For a long time now, commuters have been complaining about the King streetcar. The 504 car is the busiest in the city, carrying 60,000 people on a typical day and passing through the heart of the financial district.
Pressure on the line has grown with the rise of Liberty Village, the thriving new residential district south of King Street West east of Dufferin Street. Residents trying to get downtown complain that the streetcar is so crowded that sometimes several go by before they can get aboard. Even when they do get on, they often have to stand cheek by jowl with fellow commuters as the car trundles its way through traffic.
Brett Chang and Taylor Scollon decided to do more than just complain. They decided to do something.
The two young entrepreneurs, both in their early 20s, launched a private bus service, the Liberty Village Express, to ferry residents to Union Station during rush hour at $5 a trip. They ran a pilot version of the service this week. They offered free WiFi. They gave out coffee and tea. They set up a friendly website and invited customers to vote on what other bus routes they would like to see.
Their little venture comes with a fresh, can-do spirit that immediately set it apart from the grey bureaucracy that is the Toronto Transit Commission. But this being Toronto, it wasn't long before people started worrying. Was this the start of a two-tier transit system, with ordinary folk squeezing onto streetcars and the better off getting a superior ride? Does it mean we are giving up on the dream of better public transit for all?
It is the same kind of concern we hear whenever anyone tries to inject a bit of competition into a public service, through the creation of charter schools, say, or private health clinics.
In this case, the worries are vastly overdone. Line Six, as its founders call their enterprise, is hardly a threat to the city's sprawling public transit agency, with its fleets of subways, buses and streetcars. The TTC has reacted calmly, saying that it is monitoring the situation but does not know whether Line Six violates its legal monopoly on transit service.
The founders themselves say they are big fans of public transit. They just want to fill a gap where the TTC is clearly failing. If they succeed – and the business is so new it is hard to say what will happen – it could spur the TTC to step up and do better, not just on the King route but elsewhere.
To be fair, the TTC knows there is a problem on King, and on other streetcar lines as well. Giving streetcars a lane of their own on King during rush hour could help. So could letting passengers board through the back doors on the honour system. Eventually, the TTC says, the new, bigger streetcars should improve matters.
Under Andy Byford, the agency's sharp chief executive, the TTC has been working hard on becoming a more customer-focused organization. A little prodding from a private competitor can't hurt.
Transit agencies from London to Hong Kong allow private firms to run some routes, although often under contract to a central authority. Unions tend to hate the idea, but there should be no taboo on private transit service here either.
Let Line Six and its energetic founders give it a go. If they succeed, it could be a boon not only for the frustrated residents of Liberty Village, who will get an alternative to the streetcar, but to transit riders everywhere, as the TTC rises to the private challenge.

DATASET:
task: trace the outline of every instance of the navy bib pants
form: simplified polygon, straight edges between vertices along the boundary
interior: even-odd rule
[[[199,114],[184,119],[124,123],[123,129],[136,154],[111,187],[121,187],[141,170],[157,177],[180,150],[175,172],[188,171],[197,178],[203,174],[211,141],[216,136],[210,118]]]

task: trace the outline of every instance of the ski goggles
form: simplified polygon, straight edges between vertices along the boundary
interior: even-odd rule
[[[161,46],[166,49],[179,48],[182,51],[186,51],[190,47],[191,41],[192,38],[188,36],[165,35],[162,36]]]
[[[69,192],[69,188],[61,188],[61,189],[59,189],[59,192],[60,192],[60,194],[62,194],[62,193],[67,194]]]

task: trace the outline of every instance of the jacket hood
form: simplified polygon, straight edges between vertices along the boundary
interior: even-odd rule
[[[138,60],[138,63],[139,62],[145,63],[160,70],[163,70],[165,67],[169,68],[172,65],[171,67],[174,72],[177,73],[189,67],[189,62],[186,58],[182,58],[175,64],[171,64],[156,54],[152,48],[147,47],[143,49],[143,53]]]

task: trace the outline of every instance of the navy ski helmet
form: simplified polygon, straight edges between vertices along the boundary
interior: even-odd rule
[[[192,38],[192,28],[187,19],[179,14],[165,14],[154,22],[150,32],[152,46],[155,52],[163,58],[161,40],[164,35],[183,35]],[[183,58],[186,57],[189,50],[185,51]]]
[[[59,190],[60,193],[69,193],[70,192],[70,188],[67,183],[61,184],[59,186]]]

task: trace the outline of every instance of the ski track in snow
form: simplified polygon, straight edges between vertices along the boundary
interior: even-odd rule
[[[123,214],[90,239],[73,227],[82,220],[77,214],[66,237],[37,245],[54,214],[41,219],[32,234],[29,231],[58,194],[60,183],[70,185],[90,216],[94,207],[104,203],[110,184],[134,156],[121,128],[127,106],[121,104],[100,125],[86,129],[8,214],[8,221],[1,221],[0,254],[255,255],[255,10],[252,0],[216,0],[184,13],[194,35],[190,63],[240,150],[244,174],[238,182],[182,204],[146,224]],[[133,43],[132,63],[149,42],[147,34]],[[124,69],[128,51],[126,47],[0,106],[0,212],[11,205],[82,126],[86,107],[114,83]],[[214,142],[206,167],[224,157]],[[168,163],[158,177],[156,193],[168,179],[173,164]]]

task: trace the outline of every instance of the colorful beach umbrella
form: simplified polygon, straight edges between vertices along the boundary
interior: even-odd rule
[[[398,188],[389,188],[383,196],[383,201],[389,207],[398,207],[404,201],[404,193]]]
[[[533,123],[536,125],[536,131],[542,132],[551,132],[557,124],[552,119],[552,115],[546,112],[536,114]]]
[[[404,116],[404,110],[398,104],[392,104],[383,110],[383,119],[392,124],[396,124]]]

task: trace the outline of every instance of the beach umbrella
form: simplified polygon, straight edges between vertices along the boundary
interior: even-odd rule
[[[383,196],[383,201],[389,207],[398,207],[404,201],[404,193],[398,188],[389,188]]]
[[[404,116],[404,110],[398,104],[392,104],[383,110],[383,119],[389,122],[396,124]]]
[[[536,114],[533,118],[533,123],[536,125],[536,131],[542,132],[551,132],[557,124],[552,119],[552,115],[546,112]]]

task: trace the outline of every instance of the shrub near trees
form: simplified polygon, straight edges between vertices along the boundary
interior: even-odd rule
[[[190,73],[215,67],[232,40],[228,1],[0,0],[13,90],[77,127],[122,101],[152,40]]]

---

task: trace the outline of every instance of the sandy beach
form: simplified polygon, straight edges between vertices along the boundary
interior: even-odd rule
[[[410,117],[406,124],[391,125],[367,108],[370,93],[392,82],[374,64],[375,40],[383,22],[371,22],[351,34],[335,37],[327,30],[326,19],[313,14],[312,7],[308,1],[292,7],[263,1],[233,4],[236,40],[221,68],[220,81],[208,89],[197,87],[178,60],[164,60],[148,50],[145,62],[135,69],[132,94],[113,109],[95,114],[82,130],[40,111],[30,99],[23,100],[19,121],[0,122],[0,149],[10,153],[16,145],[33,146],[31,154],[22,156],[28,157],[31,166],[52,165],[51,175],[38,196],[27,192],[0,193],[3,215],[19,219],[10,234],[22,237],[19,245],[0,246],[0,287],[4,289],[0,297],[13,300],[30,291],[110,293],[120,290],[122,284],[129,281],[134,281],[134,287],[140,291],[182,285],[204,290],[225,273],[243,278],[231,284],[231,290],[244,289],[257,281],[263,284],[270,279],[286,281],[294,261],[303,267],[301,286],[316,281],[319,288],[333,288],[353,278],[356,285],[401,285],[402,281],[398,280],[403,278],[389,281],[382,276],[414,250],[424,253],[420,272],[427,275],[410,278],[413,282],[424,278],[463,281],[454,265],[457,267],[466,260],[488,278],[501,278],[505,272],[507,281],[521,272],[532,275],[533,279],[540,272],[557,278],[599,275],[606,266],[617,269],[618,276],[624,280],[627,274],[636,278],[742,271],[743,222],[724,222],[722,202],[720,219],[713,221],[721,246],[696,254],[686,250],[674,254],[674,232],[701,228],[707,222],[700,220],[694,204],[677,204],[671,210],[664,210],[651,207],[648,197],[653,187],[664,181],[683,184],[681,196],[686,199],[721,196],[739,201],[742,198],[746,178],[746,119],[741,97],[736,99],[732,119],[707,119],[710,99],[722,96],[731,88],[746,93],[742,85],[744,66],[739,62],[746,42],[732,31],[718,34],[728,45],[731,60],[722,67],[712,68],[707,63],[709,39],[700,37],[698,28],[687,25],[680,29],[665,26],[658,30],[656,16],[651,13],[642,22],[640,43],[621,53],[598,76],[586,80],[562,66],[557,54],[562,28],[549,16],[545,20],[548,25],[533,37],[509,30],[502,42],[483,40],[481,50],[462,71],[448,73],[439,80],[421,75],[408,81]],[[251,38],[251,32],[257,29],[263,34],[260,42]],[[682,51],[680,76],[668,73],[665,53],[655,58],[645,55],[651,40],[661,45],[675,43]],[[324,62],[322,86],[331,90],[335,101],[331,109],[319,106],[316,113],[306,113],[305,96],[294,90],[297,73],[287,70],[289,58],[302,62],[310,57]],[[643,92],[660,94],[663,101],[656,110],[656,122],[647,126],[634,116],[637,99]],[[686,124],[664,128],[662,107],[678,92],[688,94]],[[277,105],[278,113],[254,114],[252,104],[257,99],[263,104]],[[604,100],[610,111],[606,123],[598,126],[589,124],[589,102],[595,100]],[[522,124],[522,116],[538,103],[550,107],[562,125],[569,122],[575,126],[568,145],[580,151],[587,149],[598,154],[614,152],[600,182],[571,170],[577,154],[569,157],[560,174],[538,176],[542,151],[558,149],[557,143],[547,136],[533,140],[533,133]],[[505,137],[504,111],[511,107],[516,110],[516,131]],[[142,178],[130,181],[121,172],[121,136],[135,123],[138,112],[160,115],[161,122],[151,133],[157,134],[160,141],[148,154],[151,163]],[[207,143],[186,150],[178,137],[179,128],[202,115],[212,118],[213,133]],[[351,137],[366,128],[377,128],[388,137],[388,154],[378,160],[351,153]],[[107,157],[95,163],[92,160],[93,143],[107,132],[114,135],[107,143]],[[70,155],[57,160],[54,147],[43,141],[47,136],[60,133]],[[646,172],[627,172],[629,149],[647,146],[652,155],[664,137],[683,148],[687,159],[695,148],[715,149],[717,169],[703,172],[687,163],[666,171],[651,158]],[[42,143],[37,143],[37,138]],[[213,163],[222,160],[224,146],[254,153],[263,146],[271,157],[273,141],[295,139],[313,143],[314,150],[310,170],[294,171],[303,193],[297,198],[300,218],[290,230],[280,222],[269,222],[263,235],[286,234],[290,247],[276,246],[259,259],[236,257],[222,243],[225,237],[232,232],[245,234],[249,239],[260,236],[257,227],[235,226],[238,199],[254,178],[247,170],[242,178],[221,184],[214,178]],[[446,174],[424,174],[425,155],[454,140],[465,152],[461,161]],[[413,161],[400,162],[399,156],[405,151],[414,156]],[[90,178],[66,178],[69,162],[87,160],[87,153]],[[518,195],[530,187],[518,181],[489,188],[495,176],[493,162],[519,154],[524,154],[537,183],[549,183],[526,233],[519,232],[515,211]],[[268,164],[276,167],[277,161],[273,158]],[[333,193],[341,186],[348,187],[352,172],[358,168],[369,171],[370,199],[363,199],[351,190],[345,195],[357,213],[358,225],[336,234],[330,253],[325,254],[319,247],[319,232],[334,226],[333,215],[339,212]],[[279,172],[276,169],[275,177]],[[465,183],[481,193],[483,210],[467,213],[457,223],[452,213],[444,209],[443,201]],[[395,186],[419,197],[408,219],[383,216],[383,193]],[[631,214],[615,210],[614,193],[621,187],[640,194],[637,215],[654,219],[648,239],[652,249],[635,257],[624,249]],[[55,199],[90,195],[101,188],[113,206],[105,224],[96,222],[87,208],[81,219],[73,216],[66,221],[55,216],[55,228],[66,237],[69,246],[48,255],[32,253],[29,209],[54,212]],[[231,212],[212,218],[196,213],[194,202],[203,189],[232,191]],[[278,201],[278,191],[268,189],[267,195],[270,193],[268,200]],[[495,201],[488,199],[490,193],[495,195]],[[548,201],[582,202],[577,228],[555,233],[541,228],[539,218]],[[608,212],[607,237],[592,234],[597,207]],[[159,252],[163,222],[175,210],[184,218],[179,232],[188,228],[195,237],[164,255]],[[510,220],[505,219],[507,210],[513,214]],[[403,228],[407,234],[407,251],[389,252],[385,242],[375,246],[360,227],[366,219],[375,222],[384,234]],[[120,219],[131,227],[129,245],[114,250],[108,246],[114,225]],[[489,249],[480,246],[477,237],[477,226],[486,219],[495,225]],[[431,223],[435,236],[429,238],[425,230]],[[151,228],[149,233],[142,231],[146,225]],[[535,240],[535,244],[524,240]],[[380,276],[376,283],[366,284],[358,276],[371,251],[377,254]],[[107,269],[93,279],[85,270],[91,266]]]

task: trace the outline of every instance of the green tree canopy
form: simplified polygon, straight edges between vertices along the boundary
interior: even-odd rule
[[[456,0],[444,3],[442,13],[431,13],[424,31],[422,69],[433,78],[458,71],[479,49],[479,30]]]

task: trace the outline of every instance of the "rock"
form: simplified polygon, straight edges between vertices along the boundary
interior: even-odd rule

LIST OF TASKS:
• a. How many people does the 504 car carry on a typical day, according to the King streetcar editorial?
• b. Reproduce word for word the part of the King streetcar editorial that opens with the words containing "Brett Chang and" and closes with "like to see.".

YOUR RESPONSES:
• a. 60,000 people.

• b.
Brett Chang and Taylor Scollon decided to do more than just complain. They decided to do something.
The two young entrepreneurs, both in their early 20s, launched a private bus service, the Liberty Village Express, to ferry residents to Union Station during rush hour at $5 a trip. They ran a pilot version of the service this week. They offered free WiFi. They gave out coffee and tea. They set up a friendly website and invited customers to vote on what other bus routes they would like to see.